(Point-per-instance localization data)
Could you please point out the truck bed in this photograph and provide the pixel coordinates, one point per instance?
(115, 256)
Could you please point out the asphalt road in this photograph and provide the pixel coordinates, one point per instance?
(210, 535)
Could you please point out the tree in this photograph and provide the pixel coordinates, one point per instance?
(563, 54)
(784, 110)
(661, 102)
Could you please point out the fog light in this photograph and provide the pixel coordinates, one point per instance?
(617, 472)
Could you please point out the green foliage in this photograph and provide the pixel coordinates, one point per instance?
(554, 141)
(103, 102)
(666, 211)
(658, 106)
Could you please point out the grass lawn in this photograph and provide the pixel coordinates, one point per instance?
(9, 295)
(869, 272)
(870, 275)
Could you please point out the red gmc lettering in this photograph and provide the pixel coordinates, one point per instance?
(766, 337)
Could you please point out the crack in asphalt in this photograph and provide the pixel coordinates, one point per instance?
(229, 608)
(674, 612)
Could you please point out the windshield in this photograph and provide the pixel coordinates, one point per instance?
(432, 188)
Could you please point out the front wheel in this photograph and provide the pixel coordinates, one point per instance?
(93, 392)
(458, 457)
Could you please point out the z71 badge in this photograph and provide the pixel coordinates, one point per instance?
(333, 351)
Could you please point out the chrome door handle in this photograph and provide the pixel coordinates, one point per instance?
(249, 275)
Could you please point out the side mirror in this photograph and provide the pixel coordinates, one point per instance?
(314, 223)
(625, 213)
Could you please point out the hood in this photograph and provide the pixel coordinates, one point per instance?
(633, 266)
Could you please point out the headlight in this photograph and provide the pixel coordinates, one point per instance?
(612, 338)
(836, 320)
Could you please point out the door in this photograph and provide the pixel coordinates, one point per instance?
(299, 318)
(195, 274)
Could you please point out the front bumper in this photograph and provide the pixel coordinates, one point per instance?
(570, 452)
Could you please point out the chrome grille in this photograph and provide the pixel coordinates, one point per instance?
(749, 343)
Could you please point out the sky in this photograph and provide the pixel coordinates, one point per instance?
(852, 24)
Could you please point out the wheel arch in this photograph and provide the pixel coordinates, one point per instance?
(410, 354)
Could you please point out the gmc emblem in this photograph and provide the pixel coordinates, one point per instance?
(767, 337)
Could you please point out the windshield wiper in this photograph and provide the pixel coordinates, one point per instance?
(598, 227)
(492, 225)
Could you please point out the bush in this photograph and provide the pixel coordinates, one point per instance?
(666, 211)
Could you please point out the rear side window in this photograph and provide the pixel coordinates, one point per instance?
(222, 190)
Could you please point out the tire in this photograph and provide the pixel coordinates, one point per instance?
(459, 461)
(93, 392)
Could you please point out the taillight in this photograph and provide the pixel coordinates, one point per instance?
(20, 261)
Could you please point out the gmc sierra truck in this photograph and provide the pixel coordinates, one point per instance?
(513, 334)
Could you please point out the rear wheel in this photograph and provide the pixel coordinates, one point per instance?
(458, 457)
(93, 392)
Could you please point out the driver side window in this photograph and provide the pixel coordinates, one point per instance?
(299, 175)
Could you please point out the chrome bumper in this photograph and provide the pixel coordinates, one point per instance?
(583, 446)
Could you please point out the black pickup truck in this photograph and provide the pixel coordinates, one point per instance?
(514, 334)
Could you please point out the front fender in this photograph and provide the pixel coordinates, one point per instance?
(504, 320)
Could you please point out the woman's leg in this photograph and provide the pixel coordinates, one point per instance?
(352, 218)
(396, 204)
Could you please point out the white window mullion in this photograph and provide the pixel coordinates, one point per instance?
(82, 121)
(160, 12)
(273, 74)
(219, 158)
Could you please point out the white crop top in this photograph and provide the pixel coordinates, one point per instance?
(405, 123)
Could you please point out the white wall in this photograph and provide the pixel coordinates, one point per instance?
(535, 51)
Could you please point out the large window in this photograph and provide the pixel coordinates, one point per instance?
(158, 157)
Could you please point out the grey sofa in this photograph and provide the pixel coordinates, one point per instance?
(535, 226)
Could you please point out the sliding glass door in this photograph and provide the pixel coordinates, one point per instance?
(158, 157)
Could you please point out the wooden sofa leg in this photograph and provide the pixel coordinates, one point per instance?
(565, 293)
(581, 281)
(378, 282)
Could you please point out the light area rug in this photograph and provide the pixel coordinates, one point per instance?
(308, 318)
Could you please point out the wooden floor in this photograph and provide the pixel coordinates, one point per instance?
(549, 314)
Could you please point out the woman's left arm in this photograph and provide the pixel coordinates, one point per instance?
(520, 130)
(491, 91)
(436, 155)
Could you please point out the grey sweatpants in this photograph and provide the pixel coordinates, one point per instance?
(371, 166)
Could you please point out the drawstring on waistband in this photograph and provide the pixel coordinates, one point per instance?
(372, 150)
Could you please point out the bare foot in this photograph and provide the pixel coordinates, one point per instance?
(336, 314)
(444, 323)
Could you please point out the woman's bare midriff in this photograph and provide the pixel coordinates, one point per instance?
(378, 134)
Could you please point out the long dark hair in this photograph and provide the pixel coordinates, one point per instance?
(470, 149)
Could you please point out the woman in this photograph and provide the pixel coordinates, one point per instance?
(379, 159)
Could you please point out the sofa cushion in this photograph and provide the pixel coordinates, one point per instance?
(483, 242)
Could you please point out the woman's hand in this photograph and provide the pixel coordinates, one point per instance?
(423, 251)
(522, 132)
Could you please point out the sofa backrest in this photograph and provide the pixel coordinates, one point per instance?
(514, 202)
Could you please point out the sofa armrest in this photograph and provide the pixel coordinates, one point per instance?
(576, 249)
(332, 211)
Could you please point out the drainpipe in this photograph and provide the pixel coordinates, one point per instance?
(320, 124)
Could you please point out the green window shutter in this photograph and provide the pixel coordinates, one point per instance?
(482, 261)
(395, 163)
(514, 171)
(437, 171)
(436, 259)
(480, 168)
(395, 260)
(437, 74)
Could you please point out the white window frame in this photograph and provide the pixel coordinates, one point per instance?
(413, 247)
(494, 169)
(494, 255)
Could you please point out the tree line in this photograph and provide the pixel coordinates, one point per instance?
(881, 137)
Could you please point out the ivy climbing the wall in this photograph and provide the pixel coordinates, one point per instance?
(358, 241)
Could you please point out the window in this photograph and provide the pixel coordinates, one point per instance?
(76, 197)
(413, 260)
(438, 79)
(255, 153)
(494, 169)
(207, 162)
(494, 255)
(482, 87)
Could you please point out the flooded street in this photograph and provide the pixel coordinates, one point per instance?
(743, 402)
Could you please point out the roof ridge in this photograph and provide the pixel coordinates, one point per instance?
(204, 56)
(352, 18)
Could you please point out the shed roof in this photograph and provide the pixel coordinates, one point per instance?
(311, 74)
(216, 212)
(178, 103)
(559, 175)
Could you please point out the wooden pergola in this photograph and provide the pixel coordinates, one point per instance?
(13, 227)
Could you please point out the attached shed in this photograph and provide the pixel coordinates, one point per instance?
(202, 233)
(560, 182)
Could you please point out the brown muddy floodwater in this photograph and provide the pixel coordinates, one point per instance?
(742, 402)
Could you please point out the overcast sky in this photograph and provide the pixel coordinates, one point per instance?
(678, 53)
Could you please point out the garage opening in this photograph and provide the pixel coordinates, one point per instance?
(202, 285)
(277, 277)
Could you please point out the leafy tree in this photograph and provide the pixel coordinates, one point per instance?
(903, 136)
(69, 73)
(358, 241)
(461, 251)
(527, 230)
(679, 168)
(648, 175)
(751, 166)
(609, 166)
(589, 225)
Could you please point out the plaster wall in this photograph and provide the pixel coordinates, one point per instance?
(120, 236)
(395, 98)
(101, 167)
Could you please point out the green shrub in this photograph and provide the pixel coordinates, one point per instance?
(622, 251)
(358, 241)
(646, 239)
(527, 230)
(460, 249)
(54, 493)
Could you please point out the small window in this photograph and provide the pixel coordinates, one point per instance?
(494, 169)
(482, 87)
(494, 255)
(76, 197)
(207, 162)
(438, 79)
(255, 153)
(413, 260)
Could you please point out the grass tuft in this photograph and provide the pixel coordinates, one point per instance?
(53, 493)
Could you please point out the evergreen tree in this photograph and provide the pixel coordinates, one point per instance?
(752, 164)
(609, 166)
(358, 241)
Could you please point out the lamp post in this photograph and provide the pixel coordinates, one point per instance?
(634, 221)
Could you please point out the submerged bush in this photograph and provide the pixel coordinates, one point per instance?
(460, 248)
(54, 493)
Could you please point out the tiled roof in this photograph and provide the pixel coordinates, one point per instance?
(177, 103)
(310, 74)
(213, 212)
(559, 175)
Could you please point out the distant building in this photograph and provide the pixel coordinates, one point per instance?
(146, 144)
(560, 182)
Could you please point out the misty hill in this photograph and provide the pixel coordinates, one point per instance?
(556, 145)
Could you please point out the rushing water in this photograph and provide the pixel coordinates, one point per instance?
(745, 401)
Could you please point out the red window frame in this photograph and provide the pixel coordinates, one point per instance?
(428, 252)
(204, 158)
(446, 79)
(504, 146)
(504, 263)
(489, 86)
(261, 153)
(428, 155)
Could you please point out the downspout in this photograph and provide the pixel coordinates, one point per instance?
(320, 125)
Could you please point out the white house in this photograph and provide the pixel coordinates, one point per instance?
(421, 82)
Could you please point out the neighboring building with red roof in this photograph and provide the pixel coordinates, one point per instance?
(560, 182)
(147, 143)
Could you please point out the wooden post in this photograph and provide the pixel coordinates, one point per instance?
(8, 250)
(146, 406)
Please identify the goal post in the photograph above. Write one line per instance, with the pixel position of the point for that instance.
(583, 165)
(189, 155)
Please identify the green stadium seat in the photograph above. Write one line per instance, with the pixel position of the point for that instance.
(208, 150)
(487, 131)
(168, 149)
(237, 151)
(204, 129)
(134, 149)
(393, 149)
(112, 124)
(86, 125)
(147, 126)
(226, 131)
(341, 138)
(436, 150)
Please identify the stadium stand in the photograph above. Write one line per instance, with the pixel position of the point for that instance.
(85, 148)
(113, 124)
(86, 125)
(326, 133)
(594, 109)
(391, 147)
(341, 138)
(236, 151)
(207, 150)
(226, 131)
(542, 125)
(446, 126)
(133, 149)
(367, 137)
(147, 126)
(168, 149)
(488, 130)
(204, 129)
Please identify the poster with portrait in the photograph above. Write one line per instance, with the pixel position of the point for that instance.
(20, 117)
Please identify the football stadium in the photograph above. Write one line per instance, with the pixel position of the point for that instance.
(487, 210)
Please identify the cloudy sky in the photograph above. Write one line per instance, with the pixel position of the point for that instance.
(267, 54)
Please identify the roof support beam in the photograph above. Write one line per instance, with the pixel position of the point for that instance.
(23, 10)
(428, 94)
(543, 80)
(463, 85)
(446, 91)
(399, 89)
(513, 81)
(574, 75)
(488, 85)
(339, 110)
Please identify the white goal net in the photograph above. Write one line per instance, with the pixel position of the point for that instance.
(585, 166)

**YOUR GOAL:**
Precisely the line with "Please identify the white" and the lines after it, up to the last line of the entries above, are to be reproduced, and nothing more.

**ANSWER BOX:**
Please identify the white goal net in the photograph above. Write one line per instance, with the pixel position of the point for that instance.
(585, 166)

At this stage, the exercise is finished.